## Start PROVIDED PASSAGE

>>>I don't use any commercial or otherwise framework
>I thought that way till I realized that I had created my own framework.
>I had some good teachers ( from IBM when it was a great company) and one principle they emphasized was "When you get something that works, use it over and over."
>Their teachings and inherent sloth seem to have settled in.
>I'm using code for new VFP applications that I wrote in the early nineties.
>Every new .NET app I write uses code that I wrote 15 years ago.
>Last week I wrote a .NET app that accessed SQL server and Mysql databases.
>It was about 15 lines of new code and lots of inheritance.
>I never trusted commercial frameworks, but jut recently I realized that I was using my own.
I agree with you, but I am not sure that I would call what I created a "framework." I started this project so many years ago that I knew nothing about creating a framework. Actually, I still don't :)
All I do now is trying to clean-up the mess; fix bugs, and make the application more robust.

## End PROVIDED PASSAGE
## Start DATA LINES

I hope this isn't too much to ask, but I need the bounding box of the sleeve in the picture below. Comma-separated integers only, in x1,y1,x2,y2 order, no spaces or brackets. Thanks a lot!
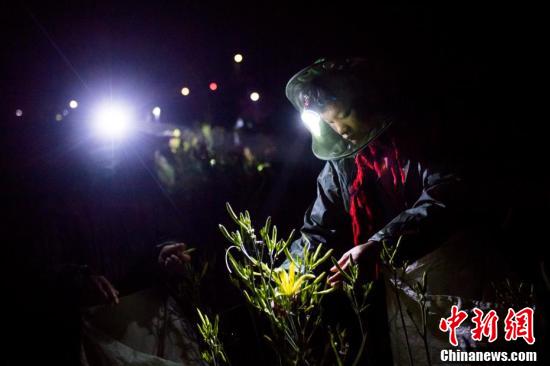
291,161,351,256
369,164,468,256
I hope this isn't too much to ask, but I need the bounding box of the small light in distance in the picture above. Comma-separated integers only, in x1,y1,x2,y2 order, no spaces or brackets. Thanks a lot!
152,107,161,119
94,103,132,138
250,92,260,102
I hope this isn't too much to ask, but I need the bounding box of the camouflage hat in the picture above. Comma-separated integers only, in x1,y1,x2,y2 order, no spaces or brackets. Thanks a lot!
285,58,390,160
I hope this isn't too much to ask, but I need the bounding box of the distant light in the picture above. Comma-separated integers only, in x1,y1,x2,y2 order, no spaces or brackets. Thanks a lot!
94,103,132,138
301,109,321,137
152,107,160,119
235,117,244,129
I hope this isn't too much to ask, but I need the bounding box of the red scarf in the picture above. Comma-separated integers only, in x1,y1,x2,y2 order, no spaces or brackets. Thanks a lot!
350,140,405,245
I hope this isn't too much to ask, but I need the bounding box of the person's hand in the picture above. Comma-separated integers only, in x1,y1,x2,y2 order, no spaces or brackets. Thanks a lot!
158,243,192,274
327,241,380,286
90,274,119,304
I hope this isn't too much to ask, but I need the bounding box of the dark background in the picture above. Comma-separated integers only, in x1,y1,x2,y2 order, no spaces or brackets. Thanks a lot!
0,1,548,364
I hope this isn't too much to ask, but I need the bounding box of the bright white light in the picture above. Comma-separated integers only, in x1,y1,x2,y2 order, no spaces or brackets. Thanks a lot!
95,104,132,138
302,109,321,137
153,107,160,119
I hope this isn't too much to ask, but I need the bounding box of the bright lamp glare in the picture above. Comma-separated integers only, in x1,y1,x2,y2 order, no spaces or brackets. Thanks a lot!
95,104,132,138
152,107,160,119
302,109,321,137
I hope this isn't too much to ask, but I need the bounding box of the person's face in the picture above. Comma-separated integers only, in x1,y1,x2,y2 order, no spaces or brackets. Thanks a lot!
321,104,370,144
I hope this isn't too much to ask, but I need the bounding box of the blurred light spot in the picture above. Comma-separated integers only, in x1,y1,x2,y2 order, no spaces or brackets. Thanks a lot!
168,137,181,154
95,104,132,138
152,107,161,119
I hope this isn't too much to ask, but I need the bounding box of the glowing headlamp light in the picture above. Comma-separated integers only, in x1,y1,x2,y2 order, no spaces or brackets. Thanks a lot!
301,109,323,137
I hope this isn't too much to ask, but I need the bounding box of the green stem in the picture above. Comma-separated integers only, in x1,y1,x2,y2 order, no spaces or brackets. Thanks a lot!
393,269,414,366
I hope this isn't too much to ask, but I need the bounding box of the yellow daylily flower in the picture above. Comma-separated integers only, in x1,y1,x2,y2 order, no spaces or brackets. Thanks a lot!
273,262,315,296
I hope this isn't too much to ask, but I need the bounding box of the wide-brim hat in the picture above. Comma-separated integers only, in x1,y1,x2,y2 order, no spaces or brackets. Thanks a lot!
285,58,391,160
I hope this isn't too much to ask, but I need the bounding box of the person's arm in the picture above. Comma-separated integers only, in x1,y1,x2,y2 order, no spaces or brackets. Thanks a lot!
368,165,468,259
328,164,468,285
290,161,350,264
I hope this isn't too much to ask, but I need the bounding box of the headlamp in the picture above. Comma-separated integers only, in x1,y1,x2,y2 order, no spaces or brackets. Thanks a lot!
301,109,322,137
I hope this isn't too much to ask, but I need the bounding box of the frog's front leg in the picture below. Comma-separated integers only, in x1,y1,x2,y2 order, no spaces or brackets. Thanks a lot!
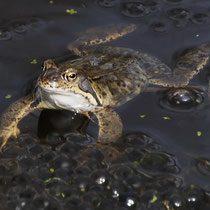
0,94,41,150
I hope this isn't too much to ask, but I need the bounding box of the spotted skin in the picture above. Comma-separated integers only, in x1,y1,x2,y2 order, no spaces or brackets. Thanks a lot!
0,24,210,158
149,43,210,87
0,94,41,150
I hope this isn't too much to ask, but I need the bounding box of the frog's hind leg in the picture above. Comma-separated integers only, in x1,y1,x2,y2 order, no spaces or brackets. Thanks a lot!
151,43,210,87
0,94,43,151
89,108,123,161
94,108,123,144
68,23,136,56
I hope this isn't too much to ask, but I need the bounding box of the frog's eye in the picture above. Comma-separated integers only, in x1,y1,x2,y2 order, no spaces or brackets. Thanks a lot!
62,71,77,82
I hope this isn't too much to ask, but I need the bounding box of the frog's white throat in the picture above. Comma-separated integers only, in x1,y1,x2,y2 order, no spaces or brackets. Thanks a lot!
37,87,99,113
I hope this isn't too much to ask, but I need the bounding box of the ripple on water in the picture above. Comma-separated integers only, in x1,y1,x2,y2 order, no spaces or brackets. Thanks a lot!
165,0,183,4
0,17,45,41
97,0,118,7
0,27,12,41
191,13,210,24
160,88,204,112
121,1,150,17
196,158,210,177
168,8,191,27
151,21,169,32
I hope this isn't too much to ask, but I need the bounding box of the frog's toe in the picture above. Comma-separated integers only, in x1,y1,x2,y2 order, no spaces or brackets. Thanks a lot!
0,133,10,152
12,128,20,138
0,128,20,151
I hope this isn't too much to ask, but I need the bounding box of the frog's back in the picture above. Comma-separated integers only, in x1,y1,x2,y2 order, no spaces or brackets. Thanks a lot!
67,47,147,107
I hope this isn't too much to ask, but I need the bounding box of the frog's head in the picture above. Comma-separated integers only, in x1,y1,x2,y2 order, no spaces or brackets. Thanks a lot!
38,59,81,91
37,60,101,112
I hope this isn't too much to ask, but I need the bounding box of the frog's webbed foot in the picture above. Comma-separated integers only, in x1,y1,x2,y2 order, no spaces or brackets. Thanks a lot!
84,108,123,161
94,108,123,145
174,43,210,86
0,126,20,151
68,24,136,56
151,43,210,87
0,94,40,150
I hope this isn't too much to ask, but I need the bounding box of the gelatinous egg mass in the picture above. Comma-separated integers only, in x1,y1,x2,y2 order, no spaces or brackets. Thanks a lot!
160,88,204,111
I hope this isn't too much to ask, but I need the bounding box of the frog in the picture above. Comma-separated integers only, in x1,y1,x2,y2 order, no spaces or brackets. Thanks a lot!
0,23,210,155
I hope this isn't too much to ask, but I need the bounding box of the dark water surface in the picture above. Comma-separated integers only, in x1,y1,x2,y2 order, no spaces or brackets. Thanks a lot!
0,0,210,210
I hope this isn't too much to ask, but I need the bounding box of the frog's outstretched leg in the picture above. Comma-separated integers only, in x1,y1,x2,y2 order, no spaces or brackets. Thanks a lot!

## End DATA LINES

### WRITTEN PROBLEM
According to the forum exchange above, how much new code did the .NET app that accessed SQL Server and MySQL databases require?

### RESULT FOR THIS TASK
About 15 lines of new code.